EXERCISE AIM: Identify each line below that contains the string "coordinates" and copy every such line in full.

Rows from a segmentation dataset:

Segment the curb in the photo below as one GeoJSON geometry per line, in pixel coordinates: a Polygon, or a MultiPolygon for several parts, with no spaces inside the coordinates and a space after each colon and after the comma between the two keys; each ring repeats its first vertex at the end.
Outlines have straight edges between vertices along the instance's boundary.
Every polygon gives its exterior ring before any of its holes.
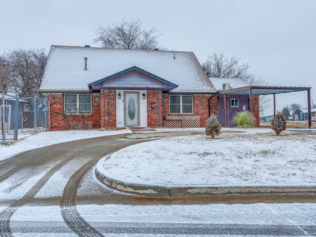
{"type": "Polygon", "coordinates": [[[126,182],[110,177],[103,167],[104,162],[110,156],[109,154],[101,158],[95,168],[95,176],[103,184],[115,190],[132,193],[142,195],[147,197],[157,198],[169,198],[170,197],[169,189],[166,186],[155,185],[133,182],[126,182]]]}
{"type": "Polygon", "coordinates": [[[115,190],[136,195],[156,198],[176,198],[184,197],[210,197],[232,195],[316,194],[316,184],[273,185],[171,185],[128,182],[112,177],[103,167],[111,154],[101,158],[97,164],[95,175],[98,180],[115,190]]]}
{"type": "Polygon", "coordinates": [[[18,156],[20,155],[22,155],[23,154],[25,154],[26,153],[28,153],[32,151],[32,150],[28,150],[27,151],[25,151],[24,152],[22,152],[19,153],[17,153],[17,154],[15,154],[14,155],[9,155],[8,156],[6,156],[3,158],[3,159],[0,160],[0,164],[4,162],[5,161],[7,161],[8,160],[10,160],[11,159],[13,159],[17,156],[18,156]]]}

REPLY TO THE TASK:
Segment the curb in the photo below as one GeoJSON geometry per line, in pixel coordinates: a Polygon, or a MultiPolygon for several parts, with no spaces inside the coordinates and a space after each colon and after the comma between the two keys; each ring repeats its first vertex at the end.
{"type": "Polygon", "coordinates": [[[126,182],[110,177],[103,167],[104,162],[110,156],[109,154],[101,158],[95,168],[95,176],[103,184],[115,190],[132,193],[142,195],[147,197],[157,198],[169,198],[170,197],[169,189],[166,186],[155,185],[133,182],[126,182]]]}
{"type": "Polygon", "coordinates": [[[115,190],[136,195],[156,198],[176,198],[184,197],[210,197],[232,195],[316,194],[316,184],[273,185],[171,185],[128,182],[112,177],[103,167],[111,154],[101,158],[97,164],[95,175],[98,180],[115,190]]]}
{"type": "Polygon", "coordinates": [[[18,156],[20,155],[22,155],[23,154],[25,154],[26,153],[28,153],[32,151],[32,150],[28,150],[27,151],[25,151],[24,152],[22,152],[19,153],[17,153],[17,154],[15,154],[14,155],[9,155],[8,156],[6,156],[3,158],[3,159],[0,160],[0,164],[4,162],[5,161],[7,161],[8,160],[10,160],[11,159],[13,159],[17,156],[18,156]]]}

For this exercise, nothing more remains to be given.